[Point annotation dataset records]
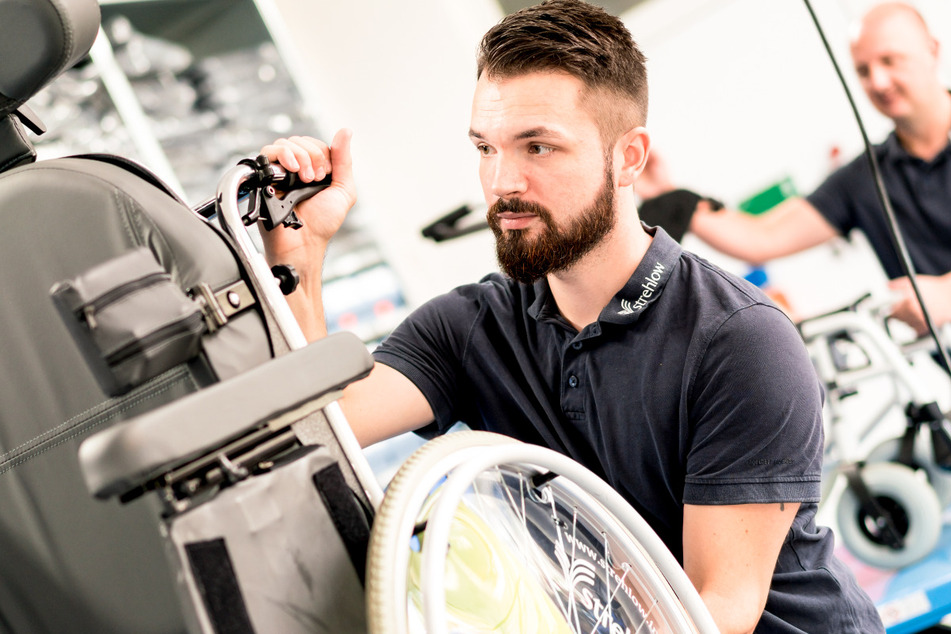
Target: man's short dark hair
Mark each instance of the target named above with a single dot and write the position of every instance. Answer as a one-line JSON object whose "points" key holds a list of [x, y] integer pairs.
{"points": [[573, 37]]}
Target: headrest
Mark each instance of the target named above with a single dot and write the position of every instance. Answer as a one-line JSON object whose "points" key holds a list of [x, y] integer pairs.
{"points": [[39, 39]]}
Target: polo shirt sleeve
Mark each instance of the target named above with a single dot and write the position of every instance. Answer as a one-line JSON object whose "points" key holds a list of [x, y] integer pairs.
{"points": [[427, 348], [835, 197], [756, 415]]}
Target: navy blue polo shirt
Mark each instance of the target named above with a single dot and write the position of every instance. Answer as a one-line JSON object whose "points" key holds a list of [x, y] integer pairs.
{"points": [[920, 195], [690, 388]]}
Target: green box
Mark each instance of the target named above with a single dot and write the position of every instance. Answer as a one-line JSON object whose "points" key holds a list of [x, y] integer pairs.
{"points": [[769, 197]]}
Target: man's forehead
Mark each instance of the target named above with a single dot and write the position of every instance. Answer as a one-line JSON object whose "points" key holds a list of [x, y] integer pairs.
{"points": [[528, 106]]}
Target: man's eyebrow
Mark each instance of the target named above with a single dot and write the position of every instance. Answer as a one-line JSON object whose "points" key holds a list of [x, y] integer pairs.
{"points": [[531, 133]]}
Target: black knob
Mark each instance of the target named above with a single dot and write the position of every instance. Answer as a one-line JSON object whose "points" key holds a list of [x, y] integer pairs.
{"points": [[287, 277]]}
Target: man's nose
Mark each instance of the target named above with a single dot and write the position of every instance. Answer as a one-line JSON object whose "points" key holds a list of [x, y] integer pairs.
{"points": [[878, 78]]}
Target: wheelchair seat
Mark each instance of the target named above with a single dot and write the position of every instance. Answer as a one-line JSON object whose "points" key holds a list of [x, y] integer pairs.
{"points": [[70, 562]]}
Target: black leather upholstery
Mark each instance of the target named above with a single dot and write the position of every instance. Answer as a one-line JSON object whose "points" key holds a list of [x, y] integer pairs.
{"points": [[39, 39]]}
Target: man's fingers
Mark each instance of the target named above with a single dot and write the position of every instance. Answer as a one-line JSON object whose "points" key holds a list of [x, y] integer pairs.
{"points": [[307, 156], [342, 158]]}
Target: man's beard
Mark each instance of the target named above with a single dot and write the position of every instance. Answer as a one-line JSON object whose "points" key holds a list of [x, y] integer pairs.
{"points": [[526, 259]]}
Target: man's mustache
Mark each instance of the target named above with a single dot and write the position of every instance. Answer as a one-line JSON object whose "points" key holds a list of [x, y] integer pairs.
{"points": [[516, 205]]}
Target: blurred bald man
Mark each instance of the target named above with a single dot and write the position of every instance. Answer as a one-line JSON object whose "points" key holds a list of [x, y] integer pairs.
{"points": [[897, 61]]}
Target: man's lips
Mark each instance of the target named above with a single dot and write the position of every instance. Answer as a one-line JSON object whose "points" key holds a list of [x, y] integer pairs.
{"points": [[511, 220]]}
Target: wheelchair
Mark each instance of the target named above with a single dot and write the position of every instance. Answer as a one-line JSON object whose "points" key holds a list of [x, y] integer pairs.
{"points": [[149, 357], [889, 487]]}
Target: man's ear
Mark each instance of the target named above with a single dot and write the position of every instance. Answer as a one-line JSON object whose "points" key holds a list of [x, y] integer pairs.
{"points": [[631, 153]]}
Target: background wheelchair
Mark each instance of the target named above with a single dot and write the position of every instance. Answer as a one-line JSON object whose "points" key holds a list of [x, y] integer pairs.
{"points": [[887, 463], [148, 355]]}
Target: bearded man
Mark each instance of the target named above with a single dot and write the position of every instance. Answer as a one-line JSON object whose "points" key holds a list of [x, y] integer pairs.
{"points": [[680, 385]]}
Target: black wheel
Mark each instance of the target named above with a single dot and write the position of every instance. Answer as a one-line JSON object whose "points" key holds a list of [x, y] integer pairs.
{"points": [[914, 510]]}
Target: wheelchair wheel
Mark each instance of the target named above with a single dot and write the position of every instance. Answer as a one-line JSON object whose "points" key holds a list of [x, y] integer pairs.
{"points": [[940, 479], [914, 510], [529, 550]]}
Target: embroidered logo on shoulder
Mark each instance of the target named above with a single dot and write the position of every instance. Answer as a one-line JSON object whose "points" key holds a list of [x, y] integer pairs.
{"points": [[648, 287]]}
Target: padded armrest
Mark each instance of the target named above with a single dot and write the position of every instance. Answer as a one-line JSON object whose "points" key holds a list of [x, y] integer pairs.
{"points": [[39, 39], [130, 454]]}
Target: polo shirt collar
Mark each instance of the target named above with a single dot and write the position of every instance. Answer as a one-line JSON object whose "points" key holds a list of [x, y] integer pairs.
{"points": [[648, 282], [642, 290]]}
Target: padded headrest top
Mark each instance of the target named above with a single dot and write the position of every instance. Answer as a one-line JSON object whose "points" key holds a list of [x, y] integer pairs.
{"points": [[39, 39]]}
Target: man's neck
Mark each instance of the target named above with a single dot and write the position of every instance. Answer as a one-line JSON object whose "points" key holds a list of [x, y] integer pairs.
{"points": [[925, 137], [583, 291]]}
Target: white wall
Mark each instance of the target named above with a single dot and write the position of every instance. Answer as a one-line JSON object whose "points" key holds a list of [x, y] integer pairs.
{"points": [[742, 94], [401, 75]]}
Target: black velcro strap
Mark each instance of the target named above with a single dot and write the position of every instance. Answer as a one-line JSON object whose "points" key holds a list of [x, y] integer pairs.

TASK GOAL:
Copy the lines word for word, starting at the line that contains "Target: white wall" and ending at the last line of the records, with both included.

RESPONSE:
Target: white wall
Mark each instance of the target named above with a single dot and write the position of every instance. Answer as a one-line JSON object whose "points" key holds a list of [x, y] integer pairs.
{"points": [[742, 94], [401, 75]]}
Target: black velcro strap
Mark each instance of the target named above with a single dot and write the position of every instance. Answer as a one-line JSON object whose "points" key holds a list of [x, y] integer pairs.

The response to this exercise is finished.